*Task requirements*.
When you print the records, keep every line identical to the original.

───── Data provided ─────

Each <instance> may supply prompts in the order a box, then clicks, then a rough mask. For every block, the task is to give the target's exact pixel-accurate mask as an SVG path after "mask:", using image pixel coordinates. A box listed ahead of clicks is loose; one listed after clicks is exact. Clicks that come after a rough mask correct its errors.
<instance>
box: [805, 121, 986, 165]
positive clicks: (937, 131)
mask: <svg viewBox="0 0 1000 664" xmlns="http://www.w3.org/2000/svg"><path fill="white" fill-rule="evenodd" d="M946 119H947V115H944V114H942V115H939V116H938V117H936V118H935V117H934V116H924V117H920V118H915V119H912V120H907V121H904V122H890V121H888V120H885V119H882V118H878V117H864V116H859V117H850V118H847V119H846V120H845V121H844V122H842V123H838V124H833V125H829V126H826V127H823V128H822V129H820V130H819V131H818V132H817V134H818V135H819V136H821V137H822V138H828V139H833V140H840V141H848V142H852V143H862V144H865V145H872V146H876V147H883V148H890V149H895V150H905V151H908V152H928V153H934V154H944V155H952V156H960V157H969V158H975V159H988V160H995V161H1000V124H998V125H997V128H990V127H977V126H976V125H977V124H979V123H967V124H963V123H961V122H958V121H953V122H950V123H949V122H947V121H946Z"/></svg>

─────

*Answer box*.
Each <instance> may supply prompts in the order a box, then clicks, then a rough mask. For every block, the task is to give the target's exact pixel-accurate mask as an SVG path after "mask:", using image pixel coordinates. A box listed ahead of clicks is loose; one listed after clicks is exact. Clicks that come after a rough mask correct its errors.
<instance>
box: [805, 121, 986, 165]
positive clicks: (937, 131)
mask: <svg viewBox="0 0 1000 664" xmlns="http://www.w3.org/2000/svg"><path fill="white" fill-rule="evenodd" d="M946 119H947V115H944V114H942V115H939V116H938V117H936V118H935V117H934V116H924V117H920V118H915V119H912V120H907V121H904V122H890V121H888V120H885V119H882V118H878V117H864V116H859V117H850V118H847V119H846V120H845V121H844V122H842V123H838V124H833V125H829V126H826V127H823V128H822V129H820V130H819V131H818V132H817V134H818V135H819V136H821V137H822V138H828V139H833V140H840V141H848V142H852V143H862V144H865V145H872V146H876V147H883V148H890V149H895V150H905V151H908V152H928V153H934V154H944V155H952V156H960V157H969V158H975V159H988V160H995V161H1000V124H998V125H997V128H990V127H977V126H976V125H977V124H979V123H967V124H963V123H961V122H958V121H953V122H950V123H949V122H947V121H946Z"/></svg>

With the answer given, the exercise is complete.